### Supplied data
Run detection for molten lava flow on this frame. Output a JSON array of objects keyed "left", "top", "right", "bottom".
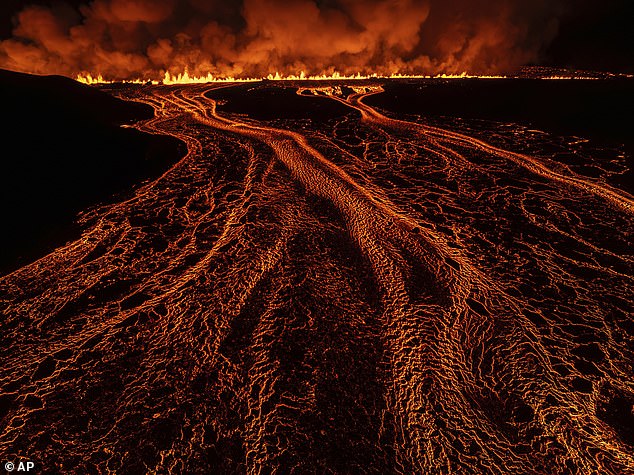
[
  {"left": 300, "top": 85, "right": 634, "bottom": 214},
  {"left": 1, "top": 81, "right": 633, "bottom": 474}
]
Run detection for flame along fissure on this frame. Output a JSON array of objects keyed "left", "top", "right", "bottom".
[{"left": 76, "top": 70, "right": 512, "bottom": 85}]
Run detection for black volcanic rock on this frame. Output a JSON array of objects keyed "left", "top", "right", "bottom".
[
  {"left": 206, "top": 84, "right": 352, "bottom": 122},
  {"left": 0, "top": 69, "right": 184, "bottom": 274},
  {"left": 0, "top": 69, "right": 153, "bottom": 124},
  {"left": 366, "top": 79, "right": 634, "bottom": 146}
]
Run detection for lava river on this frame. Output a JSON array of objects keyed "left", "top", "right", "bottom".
[{"left": 1, "top": 82, "right": 633, "bottom": 474}]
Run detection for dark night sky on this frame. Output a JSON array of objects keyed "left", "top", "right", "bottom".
[
  {"left": 541, "top": 0, "right": 633, "bottom": 73},
  {"left": 0, "top": 0, "right": 632, "bottom": 76}
]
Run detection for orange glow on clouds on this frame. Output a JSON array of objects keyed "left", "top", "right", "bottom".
[{"left": 1, "top": 0, "right": 565, "bottom": 81}]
######
* **Assignment**
Retype each line above exactly. Leave the images out.

* **Solution for this exercise**
Run detection for molten lava flow on this frame. Output a JSON array of objects keyed "left", "top", "right", "bottom".
[
  {"left": 300, "top": 85, "right": 634, "bottom": 214},
  {"left": 1, "top": 81, "right": 633, "bottom": 474}
]
Run detection for flame along fissure on this frame. Output a JSON array of objects keyed "left", "top", "right", "bottom".
[{"left": 76, "top": 70, "right": 512, "bottom": 85}]
Run detection for black volcanic rock on this frame. Output a JSON array of objects keyed "left", "top", "right", "bottom".
[
  {"left": 206, "top": 84, "right": 352, "bottom": 122},
  {"left": 0, "top": 69, "right": 184, "bottom": 274},
  {"left": 0, "top": 69, "right": 153, "bottom": 124},
  {"left": 366, "top": 79, "right": 634, "bottom": 146}
]
Run detection for lava river on this frame. Output a JSON array of objects keyed "left", "top", "right", "bottom".
[{"left": 1, "top": 82, "right": 633, "bottom": 474}]
Run detection for dark night sky on this frame. Output a JSON array of objects keyed "left", "top", "right", "bottom".
[
  {"left": 541, "top": 0, "right": 633, "bottom": 73},
  {"left": 0, "top": 0, "right": 632, "bottom": 76}
]
Run detection for orange glow on clouds on this frame. Output a JSON array of objects keyed "left", "top", "right", "bottom".
[{"left": 1, "top": 0, "right": 565, "bottom": 81}]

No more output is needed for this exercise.